-- Start of DATA LISTING --

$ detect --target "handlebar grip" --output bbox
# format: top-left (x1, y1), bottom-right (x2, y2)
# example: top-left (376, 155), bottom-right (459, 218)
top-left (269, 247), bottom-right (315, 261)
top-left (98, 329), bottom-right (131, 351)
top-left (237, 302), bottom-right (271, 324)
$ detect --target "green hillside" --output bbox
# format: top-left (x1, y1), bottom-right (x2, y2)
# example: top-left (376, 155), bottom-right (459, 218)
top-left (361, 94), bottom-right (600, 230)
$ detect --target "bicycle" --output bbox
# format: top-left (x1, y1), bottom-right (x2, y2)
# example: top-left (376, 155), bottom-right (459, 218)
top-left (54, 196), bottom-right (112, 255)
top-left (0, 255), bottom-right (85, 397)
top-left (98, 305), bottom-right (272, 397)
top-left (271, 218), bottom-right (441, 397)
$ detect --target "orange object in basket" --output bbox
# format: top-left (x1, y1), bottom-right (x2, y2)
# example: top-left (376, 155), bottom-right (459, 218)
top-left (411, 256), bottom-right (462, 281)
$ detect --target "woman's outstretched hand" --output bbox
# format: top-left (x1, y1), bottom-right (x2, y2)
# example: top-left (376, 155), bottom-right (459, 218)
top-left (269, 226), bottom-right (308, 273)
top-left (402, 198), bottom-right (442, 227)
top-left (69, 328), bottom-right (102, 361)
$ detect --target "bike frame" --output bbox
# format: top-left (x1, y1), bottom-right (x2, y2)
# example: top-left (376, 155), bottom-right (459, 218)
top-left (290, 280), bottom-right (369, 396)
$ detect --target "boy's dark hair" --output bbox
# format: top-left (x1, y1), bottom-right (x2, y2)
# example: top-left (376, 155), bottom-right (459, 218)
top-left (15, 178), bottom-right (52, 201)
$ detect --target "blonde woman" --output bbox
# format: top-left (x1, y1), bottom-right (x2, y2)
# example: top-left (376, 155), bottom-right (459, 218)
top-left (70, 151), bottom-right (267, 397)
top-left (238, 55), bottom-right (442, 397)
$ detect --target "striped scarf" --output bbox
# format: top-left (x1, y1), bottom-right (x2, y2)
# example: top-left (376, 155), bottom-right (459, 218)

-- End of DATA LISTING --

> EXERCISE AIM
Please write out the entries word for word, from their first line through the line containing "top-left (98, 329), bottom-right (131, 351)", with both of those lines included.

> RESULT BELOW
$ detect --target "handlebar grip" --output bbox
# format: top-left (x1, y1), bottom-right (x2, y2)
# example: top-left (376, 155), bottom-right (459, 218)
top-left (269, 247), bottom-right (315, 261)
top-left (98, 329), bottom-right (131, 351)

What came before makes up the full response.